■ **Stored items from a collection**
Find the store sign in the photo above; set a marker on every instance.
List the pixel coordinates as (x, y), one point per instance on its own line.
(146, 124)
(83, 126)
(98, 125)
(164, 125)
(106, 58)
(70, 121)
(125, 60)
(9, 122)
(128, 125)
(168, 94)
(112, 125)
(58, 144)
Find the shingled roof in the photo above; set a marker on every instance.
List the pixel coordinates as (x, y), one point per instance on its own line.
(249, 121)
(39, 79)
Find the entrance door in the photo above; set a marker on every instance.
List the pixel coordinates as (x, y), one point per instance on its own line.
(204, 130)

■ **What is being asked**
Please transcribe every item above word for word, keeping each line as it appears.

■ **Solution for this problem**
Find the store sign in the photo above; set a marker on every instance.
List the pixel coordinates as (x, y), one point per instance on its own line.
(146, 124)
(83, 126)
(98, 125)
(164, 125)
(106, 58)
(70, 121)
(125, 60)
(9, 122)
(128, 125)
(168, 94)
(112, 125)
(58, 144)
Find the shingled roof in the photo above; set a marker on every instance.
List the pixel coordinates as (x, y), one point per instance on its own line.
(249, 121)
(39, 79)
Find the entrance door in the photo above; set a marker on every instance.
List the pixel coordinates as (x, y), one point per instance on its own line.
(204, 130)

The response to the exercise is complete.